• **AIM OF THE EXERCISE**
Count the lines in the data below that include the word "nose", then state the total and nothing besides.

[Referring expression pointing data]
- - -

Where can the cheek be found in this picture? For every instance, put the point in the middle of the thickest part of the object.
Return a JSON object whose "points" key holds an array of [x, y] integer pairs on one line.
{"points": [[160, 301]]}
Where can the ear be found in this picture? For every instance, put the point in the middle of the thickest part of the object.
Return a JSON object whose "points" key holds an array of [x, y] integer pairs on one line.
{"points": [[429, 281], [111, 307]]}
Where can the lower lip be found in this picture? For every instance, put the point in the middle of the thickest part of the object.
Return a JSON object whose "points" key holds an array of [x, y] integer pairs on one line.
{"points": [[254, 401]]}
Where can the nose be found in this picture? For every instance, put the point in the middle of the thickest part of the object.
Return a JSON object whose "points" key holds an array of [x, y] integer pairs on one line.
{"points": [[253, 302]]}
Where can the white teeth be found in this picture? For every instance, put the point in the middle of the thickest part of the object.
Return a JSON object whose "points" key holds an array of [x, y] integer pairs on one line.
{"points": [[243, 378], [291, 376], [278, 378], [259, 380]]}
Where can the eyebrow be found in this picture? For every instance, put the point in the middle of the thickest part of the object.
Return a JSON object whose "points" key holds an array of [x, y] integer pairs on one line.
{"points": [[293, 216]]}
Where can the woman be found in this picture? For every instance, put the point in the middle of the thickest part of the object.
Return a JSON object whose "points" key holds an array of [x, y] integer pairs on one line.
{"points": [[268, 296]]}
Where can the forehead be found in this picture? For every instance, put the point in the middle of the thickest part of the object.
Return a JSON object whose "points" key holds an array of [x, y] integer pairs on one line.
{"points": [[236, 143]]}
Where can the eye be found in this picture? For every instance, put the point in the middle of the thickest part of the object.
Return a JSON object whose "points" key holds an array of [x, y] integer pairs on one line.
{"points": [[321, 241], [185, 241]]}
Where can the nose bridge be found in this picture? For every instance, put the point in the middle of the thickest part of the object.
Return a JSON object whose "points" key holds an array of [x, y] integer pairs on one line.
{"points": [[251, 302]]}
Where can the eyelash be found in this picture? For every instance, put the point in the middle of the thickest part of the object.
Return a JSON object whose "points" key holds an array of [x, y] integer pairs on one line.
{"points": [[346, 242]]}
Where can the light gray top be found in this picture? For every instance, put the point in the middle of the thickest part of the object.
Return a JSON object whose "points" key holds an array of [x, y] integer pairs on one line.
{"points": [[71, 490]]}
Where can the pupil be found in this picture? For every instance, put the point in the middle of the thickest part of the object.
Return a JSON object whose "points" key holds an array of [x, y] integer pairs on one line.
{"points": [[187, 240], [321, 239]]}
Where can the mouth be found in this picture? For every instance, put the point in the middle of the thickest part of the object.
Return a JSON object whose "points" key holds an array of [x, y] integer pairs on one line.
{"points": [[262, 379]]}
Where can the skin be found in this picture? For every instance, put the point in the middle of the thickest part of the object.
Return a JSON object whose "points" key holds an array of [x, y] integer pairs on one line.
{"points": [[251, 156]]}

- - -

• **WRITTEN RESPONSE**
2